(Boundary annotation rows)
▼

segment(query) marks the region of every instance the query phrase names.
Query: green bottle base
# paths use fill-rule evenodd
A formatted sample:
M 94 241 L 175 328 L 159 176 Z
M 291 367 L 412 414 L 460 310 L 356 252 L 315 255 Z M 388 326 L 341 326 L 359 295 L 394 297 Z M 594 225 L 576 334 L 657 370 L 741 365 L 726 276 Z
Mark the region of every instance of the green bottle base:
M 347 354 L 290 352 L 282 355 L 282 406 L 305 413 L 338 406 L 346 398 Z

▲

Copy every row above without changing a single character.

TASK SOLUTION:
segment(query) marks the region of every instance the query phrase names.
Query: green bottle base
# paths use fill-rule evenodd
A formatted sample:
M 94 241 L 175 328 L 159 176 Z
M 291 367 L 412 414 L 460 310 L 356 252 L 315 255 Z M 388 326 L 341 326 L 359 295 L 394 297 Z M 594 225 L 576 334 L 657 370 L 741 365 L 726 276 Z
Mark the region of every instance of the green bottle base:
M 347 354 L 290 352 L 282 355 L 282 406 L 305 413 L 338 406 L 346 398 Z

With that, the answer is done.